• **Exercise directions**: Leave out the pictures and transcribe the rest of the records exactly.

* start Stored rows *

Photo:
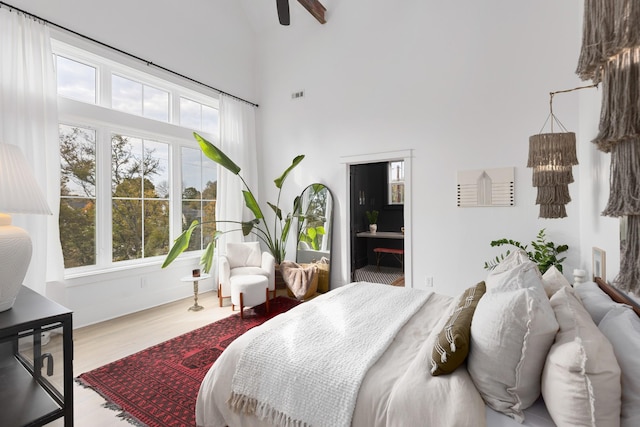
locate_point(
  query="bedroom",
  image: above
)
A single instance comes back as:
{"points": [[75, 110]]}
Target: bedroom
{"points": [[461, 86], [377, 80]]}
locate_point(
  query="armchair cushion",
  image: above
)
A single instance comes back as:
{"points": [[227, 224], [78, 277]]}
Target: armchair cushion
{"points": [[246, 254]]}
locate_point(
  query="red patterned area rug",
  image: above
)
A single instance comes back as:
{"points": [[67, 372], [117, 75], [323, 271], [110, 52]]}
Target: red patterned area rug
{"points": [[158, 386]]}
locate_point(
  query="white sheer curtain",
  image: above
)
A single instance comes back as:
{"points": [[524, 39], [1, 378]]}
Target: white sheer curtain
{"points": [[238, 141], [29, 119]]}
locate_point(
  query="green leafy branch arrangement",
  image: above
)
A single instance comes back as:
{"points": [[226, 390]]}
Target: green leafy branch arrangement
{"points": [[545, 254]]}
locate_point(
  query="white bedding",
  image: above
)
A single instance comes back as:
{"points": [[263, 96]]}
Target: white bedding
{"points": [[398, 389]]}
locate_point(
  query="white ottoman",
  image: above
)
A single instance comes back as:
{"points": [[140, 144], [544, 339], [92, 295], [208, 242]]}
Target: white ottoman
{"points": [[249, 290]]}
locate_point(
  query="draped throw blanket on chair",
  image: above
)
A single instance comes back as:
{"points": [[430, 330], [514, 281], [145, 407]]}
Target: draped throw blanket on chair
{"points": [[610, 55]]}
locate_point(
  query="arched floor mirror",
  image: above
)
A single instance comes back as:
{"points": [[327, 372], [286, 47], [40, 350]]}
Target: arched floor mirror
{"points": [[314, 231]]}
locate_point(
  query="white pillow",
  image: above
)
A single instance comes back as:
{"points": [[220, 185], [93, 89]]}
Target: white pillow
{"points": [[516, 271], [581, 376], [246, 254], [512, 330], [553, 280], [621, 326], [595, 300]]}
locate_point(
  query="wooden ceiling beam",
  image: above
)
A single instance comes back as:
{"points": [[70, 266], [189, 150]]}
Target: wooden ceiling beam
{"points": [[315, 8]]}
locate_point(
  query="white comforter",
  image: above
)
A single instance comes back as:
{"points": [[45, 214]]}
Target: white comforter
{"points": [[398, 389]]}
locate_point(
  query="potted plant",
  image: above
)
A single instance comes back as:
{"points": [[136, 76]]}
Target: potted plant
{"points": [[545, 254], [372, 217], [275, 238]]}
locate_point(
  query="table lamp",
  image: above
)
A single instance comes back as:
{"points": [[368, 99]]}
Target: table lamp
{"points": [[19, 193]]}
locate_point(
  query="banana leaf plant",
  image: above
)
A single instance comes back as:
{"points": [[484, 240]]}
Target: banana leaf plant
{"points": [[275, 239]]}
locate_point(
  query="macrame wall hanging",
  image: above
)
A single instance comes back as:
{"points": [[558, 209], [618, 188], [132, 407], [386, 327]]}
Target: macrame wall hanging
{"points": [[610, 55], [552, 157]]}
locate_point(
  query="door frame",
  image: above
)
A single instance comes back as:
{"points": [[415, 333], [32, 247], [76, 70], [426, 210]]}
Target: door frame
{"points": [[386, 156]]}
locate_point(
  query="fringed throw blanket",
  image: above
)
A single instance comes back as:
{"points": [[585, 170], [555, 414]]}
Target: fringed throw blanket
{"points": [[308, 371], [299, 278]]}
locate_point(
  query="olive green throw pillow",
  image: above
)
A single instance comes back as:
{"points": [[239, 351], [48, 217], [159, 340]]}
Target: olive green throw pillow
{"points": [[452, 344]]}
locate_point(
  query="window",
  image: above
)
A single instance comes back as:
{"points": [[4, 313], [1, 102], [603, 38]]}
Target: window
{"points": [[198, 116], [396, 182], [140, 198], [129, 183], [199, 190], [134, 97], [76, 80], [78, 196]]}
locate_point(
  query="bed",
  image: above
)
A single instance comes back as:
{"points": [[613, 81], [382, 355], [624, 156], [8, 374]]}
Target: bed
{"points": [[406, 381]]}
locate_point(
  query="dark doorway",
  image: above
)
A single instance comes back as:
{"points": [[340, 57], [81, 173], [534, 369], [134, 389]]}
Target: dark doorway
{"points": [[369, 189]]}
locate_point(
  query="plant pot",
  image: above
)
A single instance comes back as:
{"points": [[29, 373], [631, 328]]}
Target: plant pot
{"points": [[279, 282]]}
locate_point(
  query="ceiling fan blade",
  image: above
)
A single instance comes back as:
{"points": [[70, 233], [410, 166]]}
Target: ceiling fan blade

* end Stored rows *

• **Output of the exercise**:
Photo:
locate_point(
  query="bedroom",
  image: above
)
A single instance comes back as:
{"points": [[75, 110]]}
Target: bedroom
{"points": [[461, 86], [377, 80]]}
locate_point(
  query="armchair cushion",
  image: above
)
A single instance comes back as:
{"points": [[227, 224], [78, 277]]}
Target: armchair cushion
{"points": [[246, 254]]}
locate_point(
  query="red patterned area rug",
  image: above
)
A single instance comes back as:
{"points": [[67, 372], [117, 75], [323, 271], [110, 52]]}
Target: red patterned area rug
{"points": [[158, 386]]}
locate_point(
  query="white sheer curtain",
  image: above
)
A single instance comes back as:
{"points": [[524, 39], [1, 378]]}
Target: white sheer curtain
{"points": [[238, 141], [29, 119]]}
locate_point(
  query="green leafy branch arrangement",
  image: above
)
A single instance comes back as:
{"points": [[226, 390]]}
Target: green leafy branch arrangement
{"points": [[545, 254]]}
locate_point(
  query="white bedding",
  image: above
)
A single instance comes back as:
{"points": [[263, 96]]}
Target: white bedding
{"points": [[398, 389]]}
locate_point(
  query="white ottoman",
  image: above
)
A single instance comes back as:
{"points": [[140, 144], [544, 339], [92, 295], [208, 242]]}
Target: white ottoman
{"points": [[249, 290]]}
locate_point(
  query="draped throw blanket on chair",
  image: above
)
A single instance comes back as:
{"points": [[430, 330], [514, 281], [145, 407]]}
Target: draped throw blanket on chair
{"points": [[610, 55]]}
locate_point(
  query="arched floor mirror",
  image: above
)
A single instance comes back as:
{"points": [[327, 372], [286, 47], [40, 350]]}
Target: arched floor mirror
{"points": [[314, 231]]}
locate_point(
  query="white pillow",
  image: above
)
A single instance comes back as:
{"points": [[220, 185], [93, 89]]}
Target: white pillow
{"points": [[516, 271], [581, 376], [246, 254], [512, 330], [553, 280], [621, 326], [595, 300]]}
locate_point(
  query="wooden ceiling beam",
  image: above
)
A single instance comes back as:
{"points": [[70, 266], [189, 150]]}
Target: wooden ceiling beam
{"points": [[315, 8]]}
locate_point(
  query="white comforter",
  image: above
)
A single instance comes back as:
{"points": [[45, 214]]}
Target: white comforter
{"points": [[398, 389]]}
locate_point(
  query="potted plant",
  image: above
)
A single instance comes back as:
{"points": [[136, 76]]}
Target: potted plant
{"points": [[545, 254], [372, 217], [275, 238]]}
locate_point(
  query="table lamp",
  image: above
)
A single instance comes back as:
{"points": [[368, 99]]}
Target: table lamp
{"points": [[19, 193]]}
locate_point(
  query="banana leaf plant",
  image: above
)
A single instance comes back as:
{"points": [[484, 240]]}
Target: banana leaf plant
{"points": [[275, 239]]}
locate_point(
  query="macrame wall hanging",
  image: above
)
A single instance comes back as:
{"points": [[558, 209], [618, 188], [132, 407], [386, 327]]}
Target: macrame wall hanging
{"points": [[610, 55], [552, 157]]}
locate_point(
  query="door frame",
  image: above
)
A single instance comes back as:
{"points": [[415, 333], [32, 247], [76, 70], [426, 210]]}
Target: door frame
{"points": [[386, 156]]}
locate_point(
  query="fringed throw blanket",
  image: above
)
A single instance comes back as:
{"points": [[585, 170], [555, 414]]}
Target: fringed throw blanket
{"points": [[308, 371], [299, 278]]}
locate_point(
  query="olive green throw pillow",
  image: above
)
A single instance comes back as:
{"points": [[239, 351], [48, 217], [159, 340]]}
Target: olive green throw pillow
{"points": [[452, 344]]}
locate_point(
  query="window",
  image: above
)
A single instance comes back as:
{"points": [[4, 313], [1, 102], [603, 38]]}
Target: window
{"points": [[198, 116], [396, 182], [140, 198], [129, 183], [199, 190], [134, 97], [76, 80], [78, 196]]}
locate_point(
  query="bed",
  image: above
)
A single instance comes back as:
{"points": [[613, 81], [382, 355], [624, 156], [8, 374]]}
Target: bed
{"points": [[406, 381]]}
locate_point(
  query="dark doorway",
  image: above
)
A single instance comes back as:
{"points": [[340, 57], [81, 173], [534, 369], [134, 389]]}
Target: dark doorway
{"points": [[369, 189]]}
locate_point(
  query="plant pot",
  image: above
)
A single instance comes back as:
{"points": [[29, 373], [631, 328]]}
Target: plant pot
{"points": [[279, 282]]}
locate_point(
  query="ceiling fan blade",
  image: above
)
A single instance comes back as:
{"points": [[70, 233], [410, 166]]}
Target: ceiling fan blade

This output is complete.